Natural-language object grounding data
[Start of Attachment]

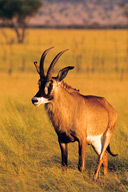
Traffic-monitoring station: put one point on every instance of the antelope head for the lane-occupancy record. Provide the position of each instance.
(47, 83)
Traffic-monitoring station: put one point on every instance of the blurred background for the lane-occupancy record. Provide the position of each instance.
(94, 31)
(96, 34)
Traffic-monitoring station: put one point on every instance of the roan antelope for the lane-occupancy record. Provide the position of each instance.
(75, 117)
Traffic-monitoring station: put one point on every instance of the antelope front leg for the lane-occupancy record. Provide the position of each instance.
(64, 154)
(82, 148)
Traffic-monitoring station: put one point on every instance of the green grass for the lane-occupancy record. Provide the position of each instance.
(29, 151)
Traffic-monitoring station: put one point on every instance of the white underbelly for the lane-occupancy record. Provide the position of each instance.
(92, 139)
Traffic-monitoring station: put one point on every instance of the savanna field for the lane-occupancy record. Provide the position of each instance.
(30, 159)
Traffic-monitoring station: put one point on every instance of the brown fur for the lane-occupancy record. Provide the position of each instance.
(75, 117)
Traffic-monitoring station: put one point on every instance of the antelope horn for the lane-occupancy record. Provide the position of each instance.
(41, 69)
(37, 67)
(51, 67)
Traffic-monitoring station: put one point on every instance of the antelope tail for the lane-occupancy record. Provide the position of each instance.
(109, 151)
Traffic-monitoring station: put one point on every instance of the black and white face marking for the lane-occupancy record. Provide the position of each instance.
(44, 94)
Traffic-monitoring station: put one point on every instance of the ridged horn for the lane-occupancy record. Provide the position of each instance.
(51, 67)
(42, 75)
(37, 67)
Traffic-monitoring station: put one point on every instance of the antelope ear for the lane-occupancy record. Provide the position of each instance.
(63, 72)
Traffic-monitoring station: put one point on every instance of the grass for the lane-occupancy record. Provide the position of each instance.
(30, 154)
(29, 151)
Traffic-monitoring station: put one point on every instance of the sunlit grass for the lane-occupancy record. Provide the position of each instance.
(29, 151)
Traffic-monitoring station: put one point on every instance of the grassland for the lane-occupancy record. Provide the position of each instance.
(29, 151)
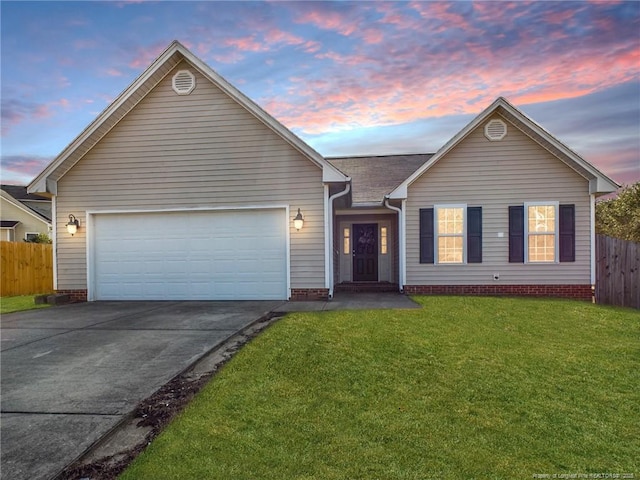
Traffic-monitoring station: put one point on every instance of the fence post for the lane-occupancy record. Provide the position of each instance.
(617, 272)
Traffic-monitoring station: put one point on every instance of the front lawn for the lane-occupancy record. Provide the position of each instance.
(464, 388)
(18, 304)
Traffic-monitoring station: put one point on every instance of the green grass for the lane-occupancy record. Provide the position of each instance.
(464, 388)
(18, 304)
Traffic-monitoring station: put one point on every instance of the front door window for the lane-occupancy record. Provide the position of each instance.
(365, 252)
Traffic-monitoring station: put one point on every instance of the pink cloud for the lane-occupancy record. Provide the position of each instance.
(85, 44)
(113, 72)
(143, 57)
(372, 36)
(328, 20)
(20, 169)
(246, 44)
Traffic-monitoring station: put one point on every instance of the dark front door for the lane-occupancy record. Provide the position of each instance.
(365, 252)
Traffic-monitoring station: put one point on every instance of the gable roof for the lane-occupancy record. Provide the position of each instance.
(46, 181)
(599, 183)
(373, 177)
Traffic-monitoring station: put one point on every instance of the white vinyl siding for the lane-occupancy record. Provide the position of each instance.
(494, 175)
(201, 150)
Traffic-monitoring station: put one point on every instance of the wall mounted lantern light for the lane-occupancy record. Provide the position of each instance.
(72, 226)
(298, 221)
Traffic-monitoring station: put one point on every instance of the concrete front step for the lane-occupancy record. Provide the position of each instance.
(366, 287)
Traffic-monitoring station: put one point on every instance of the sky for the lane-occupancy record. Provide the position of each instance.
(349, 78)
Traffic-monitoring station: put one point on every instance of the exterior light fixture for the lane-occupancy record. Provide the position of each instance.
(72, 226)
(298, 221)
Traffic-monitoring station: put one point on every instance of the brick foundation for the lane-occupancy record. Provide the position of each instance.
(576, 292)
(75, 295)
(302, 294)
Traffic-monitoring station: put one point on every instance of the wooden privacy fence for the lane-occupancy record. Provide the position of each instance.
(617, 272)
(27, 268)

[End of Attachment]

About this task
Each word of the data should be repeated exactly, and the pictures left out.

Answer to the exercise
Traffic-monitoring station: put one point on every instance of the antelope head for the lane-occupancy record. Provide the position of each instance.
(47, 83)
Traffic-monitoring station: put one point on every instance of the blurred background for the lane-occupancy record. Provide the position of each instance.
(94, 31)
(96, 34)
Traffic-monitoring station: put one point on every instance of the roan antelope for the lane-occupancy record. Provide the position of each instance.
(75, 117)
Traffic-monitoring station: put one point on every instance of the antelope front leg for the lane-occupancy record. Provide the position of each instance.
(64, 154)
(82, 148)
Traffic-monitoring station: put one point on every instance of the green grass for the lane-occupancy record. Provide the position of each instance.
(29, 151)
Traffic-monitoring station: put one point on every instance of the white underbelly for the lane-occupancy record. Provide the position of each instance.
(92, 139)
Traffic-monitoring station: put one point on every instance of the savanna field for the lane-occupancy record. Provide the position of each instance.
(30, 159)
Traffic-monitoring station: put one point on every instance of the brown fur for the lane-occupancy record. Provide the position of each instance.
(75, 117)
Traffic-monitoring station: put one point on every instance of the antelope horn for the lane-occupancy record. Provide the position of each instance.
(41, 69)
(37, 67)
(51, 67)
Traffic-monitoring station: put one point on every instance of the antelope tail for the lane-occupancy record. Provide the position of each instance.
(109, 151)
Traffic-monitoring station: put one point on every instance of the black and white face marking for the lane-occupancy record. Provide the position of each instance.
(44, 94)
Traffic-monitoring station: put one point on every instance of the ridged horn for the lane-occupancy record. Provide the position of each instance.
(51, 67)
(42, 75)
(37, 67)
Traffic-monitoring station: put one point on every instance of the antelope ear for the lane-occupancy record. Provide the position of each instance.
(63, 72)
Traffic-monitoring station: put one point on every instance of the grass for the lane-occupancy record. Provide the position of each instance.
(30, 154)
(29, 151)
Traffic-monitoring station: put one point on every instance of the sunlit grass for the lane-occupancy record. Provide the position of each instance.
(29, 151)
Traffic-monitoring station: put one point on every instance of the grassland for the lane-occupancy record. Provide the position of each instance.
(29, 151)
Traffic-monitoring station: put one point on every instance of the fence post for the lane-occupancy record. Provide the position of each instance.
(617, 272)
Traffic-monitoring station: put one point on every instance of the front lawn for the lane-occupancy record. Provide the position of each instance.
(464, 388)
(18, 304)
Traffic-monitoring station: put one point on every instance of the green grass for the lane-occupancy record. Provide the position of each instance.
(464, 388)
(18, 304)
Traffic-monitoring station: put one point on every instance of the front door window for the lane-occupancy record. Provide the position of each instance.
(365, 252)
Traffic-monitoring station: put one point on every instance of the pink cloud for the lane-occupancy record. Provide the position of each instance.
(85, 44)
(113, 72)
(143, 57)
(372, 36)
(328, 20)
(20, 169)
(246, 44)
Traffic-monitoring station: put one point on every instance of the dark front door for the lane-occupancy record. Provide the position of each instance.
(365, 252)
Traffic-monitoring station: put one point on every instance of the gable roof for the lane-occupancy record. Provide the position of each instance.
(46, 181)
(599, 183)
(373, 177)
Traffic-monitoring station: put one point on every instance of the white vinyl siding for the lane-occupancy record. Provide the position of each instance.
(494, 175)
(201, 150)
Traffic-monitoring station: put one point on every instance of the wall mounted lantern light for the lane-occupancy record. Provide the position of each instance.
(72, 226)
(298, 221)
Traffic-monitoring station: put one point on every instance of the concrete front step for the lane-occupancy record. Provide the position of each instance.
(366, 287)
Traffic-monitoring station: put one point on every instance of the sky for the lane-occupancy record. Provide the position of each instance.
(349, 78)
Traffic-monitoring station: put one point on every instance of the exterior light fixture for the lane-occupancy record. Provide the position of each instance.
(72, 226)
(298, 221)
Traffic-monitoring station: put one point on every instance of the brick foundation for the lane-occupancy record. Provide the position of each instance.
(576, 292)
(75, 295)
(302, 294)
Traffic-monitoring station: put one point on every instance of the wooden privacy fence for the lane-occupancy record. Provide the position of each instance.
(617, 272)
(27, 268)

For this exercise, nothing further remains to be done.